▶ **GOALS**
(A) In the text about the film on the R-word, recast the paragraph beginning "While it's never planned a film screening" as a short list that keeps its main facts.
(B) Extend the text about the film on the R-word past its final paragraph.
═══ TEXT EXTRACT
Like other derogatory labels, the R-word is not only hurtful in the moment, but carries stigma and the implication that those with disabilities are not capable and not like other people. The film features family members telling their stories, particularly from the perspective of the person with the disability as well as a sibling of someone with a disability.
Viewers will come away with a better understanding of “what it’s like to grow up with a disability and what it’s like to grow up with a sibling with a disability,” said SARAH Director of Enrichment Services George Reid-Perry. “A lot of times what you see is that families recognize that there’s that point where siblings start to drift apart or can drift apart just because of their abilities and what their focus is.
“We thought this was a good opportunity for us to do something a little bit different that we haven’t done,” he continued.
While it’s never planned a film screening, the organization previously participated in the Spread the Word to End the Word campaign, co-founded by Soeren Palumbo, whose sister, Olivia, has intellectual disabilities. Both Soeren and Olivia Palumbo are featured in the film.
══════
═══ SUPPLIED INFORMATION
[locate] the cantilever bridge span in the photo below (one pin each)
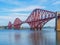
(37, 19)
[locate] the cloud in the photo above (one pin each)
(29, 8)
(26, 9)
(56, 3)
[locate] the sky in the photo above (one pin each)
(11, 9)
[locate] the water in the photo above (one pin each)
(28, 37)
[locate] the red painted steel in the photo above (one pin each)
(17, 23)
(9, 25)
(39, 17)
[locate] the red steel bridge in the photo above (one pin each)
(37, 19)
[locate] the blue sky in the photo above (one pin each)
(11, 9)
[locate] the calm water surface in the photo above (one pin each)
(28, 37)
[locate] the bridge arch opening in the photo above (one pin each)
(50, 25)
(25, 26)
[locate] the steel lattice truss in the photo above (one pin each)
(37, 19)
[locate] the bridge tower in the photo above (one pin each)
(58, 21)
(17, 23)
(9, 25)
(39, 17)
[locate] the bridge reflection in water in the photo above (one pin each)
(27, 37)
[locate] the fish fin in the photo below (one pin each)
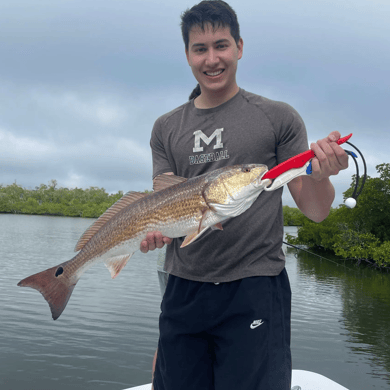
(127, 199)
(192, 237)
(54, 287)
(116, 264)
(161, 182)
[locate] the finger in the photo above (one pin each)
(333, 136)
(341, 155)
(167, 240)
(144, 246)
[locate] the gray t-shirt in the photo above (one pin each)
(246, 129)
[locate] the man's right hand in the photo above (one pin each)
(154, 240)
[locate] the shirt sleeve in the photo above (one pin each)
(292, 138)
(159, 154)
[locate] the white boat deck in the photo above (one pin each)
(307, 380)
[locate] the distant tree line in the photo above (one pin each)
(50, 200)
(361, 233)
(77, 202)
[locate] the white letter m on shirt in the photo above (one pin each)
(199, 135)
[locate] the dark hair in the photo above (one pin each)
(216, 12)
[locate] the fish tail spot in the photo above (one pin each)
(55, 290)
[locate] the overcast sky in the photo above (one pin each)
(82, 82)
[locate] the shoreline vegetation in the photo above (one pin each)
(361, 234)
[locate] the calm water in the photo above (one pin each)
(108, 333)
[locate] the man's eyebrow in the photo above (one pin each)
(215, 43)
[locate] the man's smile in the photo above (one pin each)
(216, 73)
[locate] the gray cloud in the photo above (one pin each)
(82, 82)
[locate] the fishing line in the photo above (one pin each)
(315, 254)
(351, 202)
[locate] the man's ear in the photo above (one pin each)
(240, 46)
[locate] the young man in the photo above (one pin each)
(225, 321)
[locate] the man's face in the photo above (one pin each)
(213, 56)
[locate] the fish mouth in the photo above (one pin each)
(263, 183)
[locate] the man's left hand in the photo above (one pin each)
(330, 157)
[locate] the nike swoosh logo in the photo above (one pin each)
(256, 323)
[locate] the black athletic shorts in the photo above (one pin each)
(225, 336)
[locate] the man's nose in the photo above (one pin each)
(212, 57)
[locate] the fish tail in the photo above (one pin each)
(55, 287)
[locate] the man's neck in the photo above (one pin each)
(210, 100)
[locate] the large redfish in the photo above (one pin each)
(178, 208)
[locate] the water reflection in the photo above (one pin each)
(108, 333)
(351, 306)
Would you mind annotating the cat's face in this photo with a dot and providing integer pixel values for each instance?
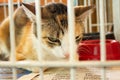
(55, 27)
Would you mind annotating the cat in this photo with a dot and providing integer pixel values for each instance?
(54, 31)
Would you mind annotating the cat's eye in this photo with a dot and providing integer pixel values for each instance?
(51, 39)
(78, 38)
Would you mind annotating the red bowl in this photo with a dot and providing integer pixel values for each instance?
(90, 50)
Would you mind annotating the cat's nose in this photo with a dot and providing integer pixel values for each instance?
(67, 55)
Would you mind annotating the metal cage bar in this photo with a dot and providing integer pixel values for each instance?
(12, 37)
(102, 38)
(71, 24)
(71, 64)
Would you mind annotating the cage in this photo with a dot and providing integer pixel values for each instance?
(102, 24)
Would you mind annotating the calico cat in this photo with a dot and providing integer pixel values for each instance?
(54, 31)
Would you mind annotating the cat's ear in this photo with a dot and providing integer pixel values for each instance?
(81, 12)
(29, 11)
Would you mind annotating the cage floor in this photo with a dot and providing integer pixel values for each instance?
(88, 73)
(6, 73)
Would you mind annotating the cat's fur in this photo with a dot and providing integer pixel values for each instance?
(54, 31)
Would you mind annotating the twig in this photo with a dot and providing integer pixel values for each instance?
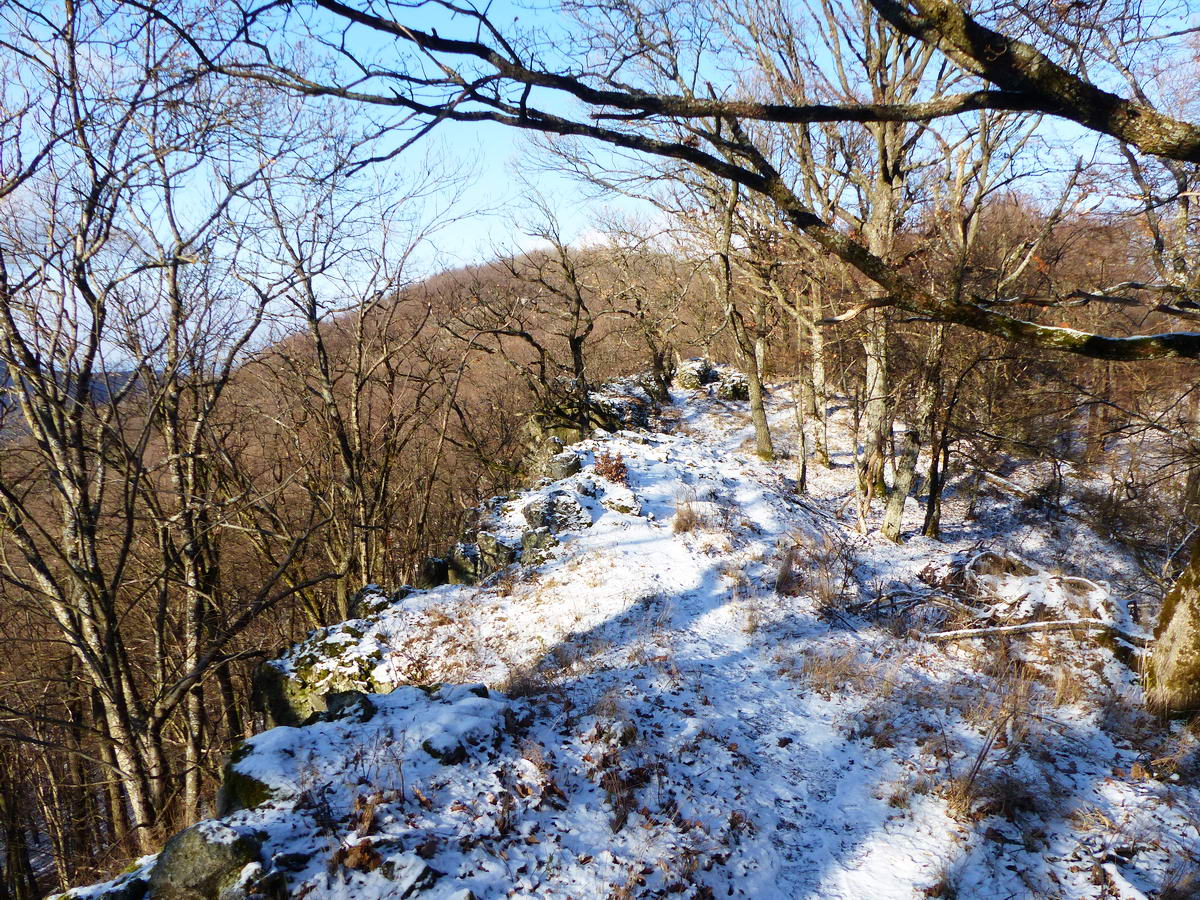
(1035, 627)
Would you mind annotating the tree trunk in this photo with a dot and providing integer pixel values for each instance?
(1173, 671)
(906, 465)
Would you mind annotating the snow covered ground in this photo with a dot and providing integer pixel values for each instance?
(713, 687)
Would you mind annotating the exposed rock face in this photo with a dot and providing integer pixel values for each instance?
(202, 863)
(695, 373)
(462, 564)
(561, 466)
(557, 511)
(297, 696)
(535, 545)
(435, 571)
(471, 563)
(733, 385)
(239, 790)
(1173, 676)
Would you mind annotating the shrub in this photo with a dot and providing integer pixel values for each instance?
(612, 468)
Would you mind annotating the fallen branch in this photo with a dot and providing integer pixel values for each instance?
(1030, 628)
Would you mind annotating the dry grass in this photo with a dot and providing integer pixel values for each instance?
(612, 468)
(822, 567)
(1182, 882)
(687, 517)
(947, 885)
(827, 672)
(1067, 685)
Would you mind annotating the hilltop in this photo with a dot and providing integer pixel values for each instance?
(677, 676)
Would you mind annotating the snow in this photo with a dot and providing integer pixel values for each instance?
(658, 719)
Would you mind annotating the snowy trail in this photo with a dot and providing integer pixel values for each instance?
(676, 727)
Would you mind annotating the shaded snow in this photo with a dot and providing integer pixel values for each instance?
(673, 725)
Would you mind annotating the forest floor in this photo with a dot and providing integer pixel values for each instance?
(715, 687)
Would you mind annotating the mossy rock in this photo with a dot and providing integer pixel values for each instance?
(202, 862)
(238, 790)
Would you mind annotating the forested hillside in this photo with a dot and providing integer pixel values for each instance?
(943, 257)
══════
▶ **TASK-BY-TASK ANSWERS**
(A)
- The organization has never planned a film screening before.
- It previously took part in the Spread the Word to End the Word campaign.
- Soeren Palumbo co-founded that campaign, and his sister, Olivia, has intellectual disabilities.
- Both Soeren and Olivia Palumbo appear in the film.

(B)
Reid-Perry hopes the film will help promote better understanding of “the individuals that we serve or who have disabilities that, because of the use of the R-word, have been stigmatized throughout their lives as those who can’t achieve and those who don’t have the same abilities as others,” he said. “And it’s really highlighting why that’s such a misconception.”
At $25, tickets include a short discussion with a member of the film’s production team following the screening as well as a reception with light hors d’oeuvres and beverages. Proceeds will support the work of SARAH, Inc.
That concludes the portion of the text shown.